**Problem requirements**
Give back all of the data, word for word.

**Data**
○ ○ ○ ○
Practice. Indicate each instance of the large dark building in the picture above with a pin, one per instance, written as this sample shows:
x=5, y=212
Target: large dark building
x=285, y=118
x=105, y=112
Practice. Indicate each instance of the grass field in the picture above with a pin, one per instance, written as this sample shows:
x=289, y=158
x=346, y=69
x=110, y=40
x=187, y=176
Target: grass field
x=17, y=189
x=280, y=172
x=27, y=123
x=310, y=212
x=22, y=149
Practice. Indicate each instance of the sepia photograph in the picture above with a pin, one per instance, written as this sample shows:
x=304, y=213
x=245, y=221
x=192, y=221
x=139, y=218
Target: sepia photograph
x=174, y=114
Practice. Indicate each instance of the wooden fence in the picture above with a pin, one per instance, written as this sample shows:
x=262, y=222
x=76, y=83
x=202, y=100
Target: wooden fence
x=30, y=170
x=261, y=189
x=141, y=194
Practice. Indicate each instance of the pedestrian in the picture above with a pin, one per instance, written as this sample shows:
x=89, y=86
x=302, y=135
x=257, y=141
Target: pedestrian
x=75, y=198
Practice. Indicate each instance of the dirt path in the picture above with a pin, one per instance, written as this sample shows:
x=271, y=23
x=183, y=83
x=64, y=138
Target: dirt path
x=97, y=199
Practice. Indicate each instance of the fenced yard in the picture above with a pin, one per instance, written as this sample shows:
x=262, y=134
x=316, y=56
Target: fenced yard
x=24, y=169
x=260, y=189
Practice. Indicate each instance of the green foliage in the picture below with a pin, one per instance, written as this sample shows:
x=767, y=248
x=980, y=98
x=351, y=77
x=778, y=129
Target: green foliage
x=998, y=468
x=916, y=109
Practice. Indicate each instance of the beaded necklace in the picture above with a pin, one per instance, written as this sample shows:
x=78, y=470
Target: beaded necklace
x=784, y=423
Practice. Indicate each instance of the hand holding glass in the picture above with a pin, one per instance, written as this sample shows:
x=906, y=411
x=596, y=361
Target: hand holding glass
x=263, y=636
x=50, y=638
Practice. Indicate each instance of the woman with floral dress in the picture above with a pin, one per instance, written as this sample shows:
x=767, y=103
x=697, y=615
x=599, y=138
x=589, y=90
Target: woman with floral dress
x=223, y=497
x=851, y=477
○ ○ ○ ○
**Output for this exercise**
Practice. Indicate each instance of the large dark building in the picture above with a pin, one per instance, written as this sample shows:
x=5, y=212
Target: large dark building
x=285, y=118
x=105, y=112
Practice. Indicate each instance of the grass field in the picture above with a pin, one per instance, written as this sample shows:
x=289, y=158
x=346, y=69
x=110, y=40
x=187, y=176
Target: grass field
x=17, y=189
x=280, y=172
x=27, y=123
x=310, y=212
x=22, y=149
Practice. Indicate each instance of the sepia photograph in the picture above with a pin, one per instance, written as this sample shows:
x=304, y=213
x=245, y=221
x=192, y=221
x=139, y=218
Target: sepia photograph
x=174, y=114
Practice. Indicate each instance of the wooden fence in the picture above with a pin, one per instance, written as this sample shows:
x=262, y=222
x=76, y=83
x=202, y=100
Target: wooden fence
x=30, y=170
x=261, y=189
x=141, y=194
Practice. Indicate each instance of the pedestrian in the picture above with a pin, one per instance, written as this sample shows:
x=89, y=86
x=302, y=135
x=257, y=141
Target: pedestrian
x=75, y=198
Practice. Indicate each instance of the dirt path in the picture above with a pin, one per instance, written as this sample shows:
x=271, y=23
x=183, y=83
x=64, y=138
Target: dirt path
x=97, y=199
Practice. Indicate each instance of the fenced yard in the picture above with a pin, one per instance, written as this sample shows:
x=262, y=134
x=316, y=56
Target: fenced yard
x=24, y=169
x=260, y=189
Practice. Indicate each instance of the green foliage in the picture below with a pin, one per instance, written as this sample shows:
x=767, y=248
x=980, y=98
x=351, y=77
x=778, y=129
Target: green foliage
x=998, y=468
x=916, y=109
Practice. Indicate each instance of the beaded necklace in the picture above with a pin, one per instance, written as this sample shows:
x=78, y=470
Target: beaded necklace
x=784, y=423
Practice. Indicate each instance of the hand holding glass in the picture above with a pin, one per instance, written as this sample shows:
x=906, y=411
x=596, y=361
Target: hand holding glass
x=263, y=636
x=50, y=638
Practice. Indicate each instance of the woman with floral dress in the picture above with a pin, one per instance, written as this sample shows:
x=767, y=103
x=697, y=615
x=599, y=138
x=589, y=90
Target: woman with floral dress
x=223, y=497
x=851, y=477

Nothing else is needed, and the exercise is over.